─── Veriler

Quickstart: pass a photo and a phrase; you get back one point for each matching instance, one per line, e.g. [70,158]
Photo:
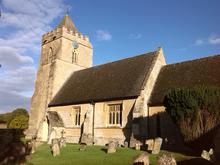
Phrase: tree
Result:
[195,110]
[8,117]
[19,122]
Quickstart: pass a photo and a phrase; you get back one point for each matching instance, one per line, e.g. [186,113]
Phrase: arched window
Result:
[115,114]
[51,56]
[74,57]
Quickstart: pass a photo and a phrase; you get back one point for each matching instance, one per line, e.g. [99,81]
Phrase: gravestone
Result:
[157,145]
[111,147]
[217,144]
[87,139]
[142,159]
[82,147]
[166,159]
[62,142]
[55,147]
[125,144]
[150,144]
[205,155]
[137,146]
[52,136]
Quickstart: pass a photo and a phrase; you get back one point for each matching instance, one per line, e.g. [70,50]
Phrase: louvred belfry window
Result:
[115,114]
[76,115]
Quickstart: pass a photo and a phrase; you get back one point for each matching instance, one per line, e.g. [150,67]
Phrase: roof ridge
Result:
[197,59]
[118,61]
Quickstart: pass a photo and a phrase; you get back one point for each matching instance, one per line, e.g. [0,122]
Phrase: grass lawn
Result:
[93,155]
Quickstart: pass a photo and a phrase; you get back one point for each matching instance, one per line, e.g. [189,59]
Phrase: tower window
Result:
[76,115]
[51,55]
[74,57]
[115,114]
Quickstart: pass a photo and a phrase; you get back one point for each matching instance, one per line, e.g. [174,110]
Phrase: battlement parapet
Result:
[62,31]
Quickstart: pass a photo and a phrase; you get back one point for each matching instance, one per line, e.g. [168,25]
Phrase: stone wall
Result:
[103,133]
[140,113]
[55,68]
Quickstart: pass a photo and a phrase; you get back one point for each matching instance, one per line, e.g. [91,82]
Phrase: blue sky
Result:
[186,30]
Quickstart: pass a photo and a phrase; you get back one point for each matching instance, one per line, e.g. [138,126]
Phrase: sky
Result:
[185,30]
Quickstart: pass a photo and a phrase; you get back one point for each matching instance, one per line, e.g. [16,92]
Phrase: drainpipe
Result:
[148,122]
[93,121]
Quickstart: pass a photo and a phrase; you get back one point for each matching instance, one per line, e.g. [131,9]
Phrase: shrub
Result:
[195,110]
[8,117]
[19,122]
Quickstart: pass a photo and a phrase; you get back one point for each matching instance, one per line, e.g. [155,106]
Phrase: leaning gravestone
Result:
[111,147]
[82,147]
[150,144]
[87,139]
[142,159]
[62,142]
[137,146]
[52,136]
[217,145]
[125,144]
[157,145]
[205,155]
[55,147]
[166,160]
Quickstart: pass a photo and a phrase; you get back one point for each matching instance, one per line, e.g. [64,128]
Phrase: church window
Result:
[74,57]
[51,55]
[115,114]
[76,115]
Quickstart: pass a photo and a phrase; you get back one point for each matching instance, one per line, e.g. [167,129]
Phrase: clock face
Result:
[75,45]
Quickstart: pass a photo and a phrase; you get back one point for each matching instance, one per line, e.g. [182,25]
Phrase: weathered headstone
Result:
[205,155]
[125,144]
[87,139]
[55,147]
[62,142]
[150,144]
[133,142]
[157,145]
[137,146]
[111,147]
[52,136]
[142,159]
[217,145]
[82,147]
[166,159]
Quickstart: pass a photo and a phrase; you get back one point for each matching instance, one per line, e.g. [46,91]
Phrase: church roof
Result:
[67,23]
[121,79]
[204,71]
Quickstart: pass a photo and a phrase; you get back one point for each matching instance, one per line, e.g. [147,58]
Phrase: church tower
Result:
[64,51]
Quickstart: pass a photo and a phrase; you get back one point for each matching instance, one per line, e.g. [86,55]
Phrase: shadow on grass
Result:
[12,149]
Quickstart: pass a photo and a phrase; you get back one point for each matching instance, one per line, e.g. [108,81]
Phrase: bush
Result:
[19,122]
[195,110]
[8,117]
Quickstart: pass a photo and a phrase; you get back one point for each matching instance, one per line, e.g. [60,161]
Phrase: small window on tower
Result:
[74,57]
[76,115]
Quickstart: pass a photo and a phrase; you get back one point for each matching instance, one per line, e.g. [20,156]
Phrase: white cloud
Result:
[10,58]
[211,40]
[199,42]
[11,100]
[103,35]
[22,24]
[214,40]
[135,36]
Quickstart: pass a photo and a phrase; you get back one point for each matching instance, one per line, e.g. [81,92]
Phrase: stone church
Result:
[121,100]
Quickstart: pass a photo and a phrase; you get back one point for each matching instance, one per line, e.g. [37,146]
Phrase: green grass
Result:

──────
─── Veriler

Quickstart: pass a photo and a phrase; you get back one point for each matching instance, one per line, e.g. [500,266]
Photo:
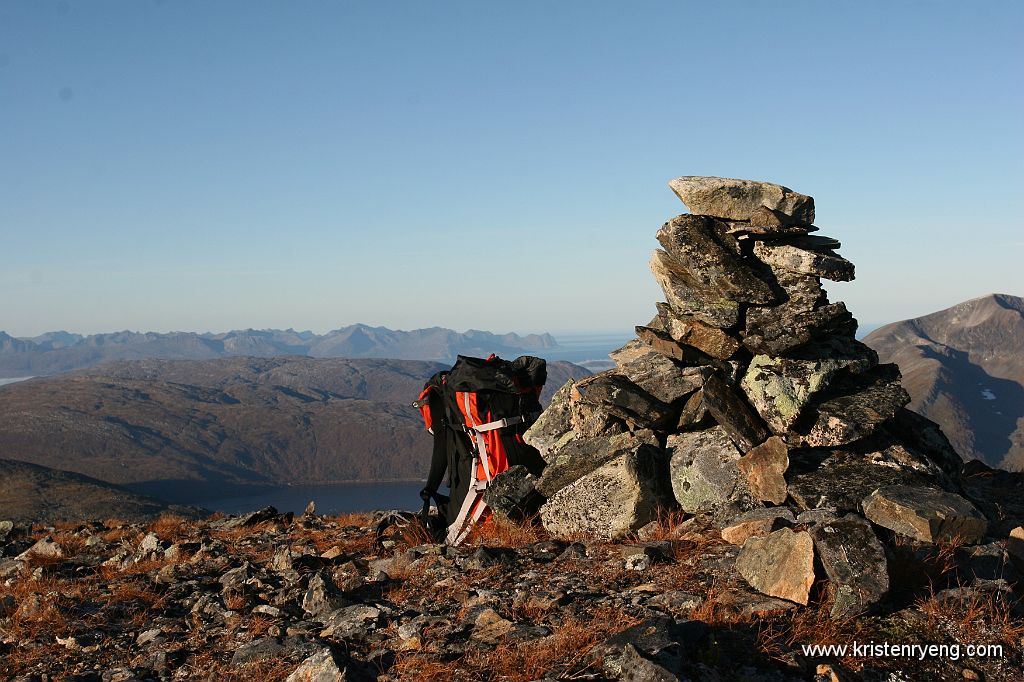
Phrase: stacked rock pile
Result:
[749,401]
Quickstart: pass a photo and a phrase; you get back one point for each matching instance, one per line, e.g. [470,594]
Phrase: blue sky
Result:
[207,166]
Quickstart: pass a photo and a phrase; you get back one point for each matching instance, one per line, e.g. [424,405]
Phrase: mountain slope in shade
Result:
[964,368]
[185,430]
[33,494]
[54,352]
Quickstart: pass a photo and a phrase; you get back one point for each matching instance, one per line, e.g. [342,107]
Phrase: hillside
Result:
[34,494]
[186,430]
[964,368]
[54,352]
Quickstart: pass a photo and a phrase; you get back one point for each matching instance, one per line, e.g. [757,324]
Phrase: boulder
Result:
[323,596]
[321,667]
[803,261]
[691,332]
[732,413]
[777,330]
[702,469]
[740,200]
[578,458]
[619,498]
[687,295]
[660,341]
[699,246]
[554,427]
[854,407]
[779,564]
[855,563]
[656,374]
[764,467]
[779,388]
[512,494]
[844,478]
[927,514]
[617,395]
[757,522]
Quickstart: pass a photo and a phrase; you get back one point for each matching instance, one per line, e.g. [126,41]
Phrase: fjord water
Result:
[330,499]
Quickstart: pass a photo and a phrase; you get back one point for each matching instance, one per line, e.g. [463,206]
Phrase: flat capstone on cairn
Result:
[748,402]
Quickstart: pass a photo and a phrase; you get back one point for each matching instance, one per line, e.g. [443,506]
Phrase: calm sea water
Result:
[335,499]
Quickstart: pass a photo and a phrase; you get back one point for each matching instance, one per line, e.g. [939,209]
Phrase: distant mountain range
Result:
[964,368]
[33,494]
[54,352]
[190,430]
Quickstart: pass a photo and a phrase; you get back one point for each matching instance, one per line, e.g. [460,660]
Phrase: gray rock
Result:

──────
─── Veriler

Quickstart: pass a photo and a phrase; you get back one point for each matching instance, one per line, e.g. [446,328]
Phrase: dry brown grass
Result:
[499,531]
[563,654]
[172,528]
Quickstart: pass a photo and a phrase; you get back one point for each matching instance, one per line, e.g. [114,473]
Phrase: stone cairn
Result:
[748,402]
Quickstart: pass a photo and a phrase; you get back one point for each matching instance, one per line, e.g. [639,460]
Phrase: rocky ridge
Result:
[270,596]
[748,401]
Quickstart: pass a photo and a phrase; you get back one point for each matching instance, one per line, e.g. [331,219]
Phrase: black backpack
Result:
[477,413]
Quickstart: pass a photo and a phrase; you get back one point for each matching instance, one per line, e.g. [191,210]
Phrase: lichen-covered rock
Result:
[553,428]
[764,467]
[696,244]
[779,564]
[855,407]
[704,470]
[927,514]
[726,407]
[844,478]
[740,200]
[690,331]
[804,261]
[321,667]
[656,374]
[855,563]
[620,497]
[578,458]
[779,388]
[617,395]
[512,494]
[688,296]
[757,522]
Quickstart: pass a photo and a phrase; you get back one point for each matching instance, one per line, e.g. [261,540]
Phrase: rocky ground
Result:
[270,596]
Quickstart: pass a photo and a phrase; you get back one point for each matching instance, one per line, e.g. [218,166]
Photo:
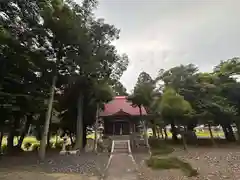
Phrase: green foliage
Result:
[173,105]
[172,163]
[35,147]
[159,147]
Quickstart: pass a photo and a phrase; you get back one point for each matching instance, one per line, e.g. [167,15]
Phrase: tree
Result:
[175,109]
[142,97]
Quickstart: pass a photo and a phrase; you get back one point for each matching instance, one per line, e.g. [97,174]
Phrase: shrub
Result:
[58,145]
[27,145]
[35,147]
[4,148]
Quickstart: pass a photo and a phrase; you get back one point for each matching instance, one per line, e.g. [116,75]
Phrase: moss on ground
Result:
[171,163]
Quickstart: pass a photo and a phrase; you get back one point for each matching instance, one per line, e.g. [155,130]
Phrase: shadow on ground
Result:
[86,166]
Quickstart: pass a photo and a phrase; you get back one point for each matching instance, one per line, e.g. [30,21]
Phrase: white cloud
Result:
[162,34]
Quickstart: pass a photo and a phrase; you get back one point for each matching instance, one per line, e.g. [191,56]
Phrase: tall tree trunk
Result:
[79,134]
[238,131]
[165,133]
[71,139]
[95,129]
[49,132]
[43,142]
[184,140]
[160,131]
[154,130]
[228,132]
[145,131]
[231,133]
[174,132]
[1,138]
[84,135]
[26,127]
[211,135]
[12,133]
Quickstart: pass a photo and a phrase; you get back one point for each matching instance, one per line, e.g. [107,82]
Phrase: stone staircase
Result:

──────

* _Görev tanımı_: Materyalde "grass" dizesini içeren satırları say ve yalnızca bu sayıyı yaz. Büyük ve küçük harf ayrımı dikkate alınır.

* _Cevap_: 4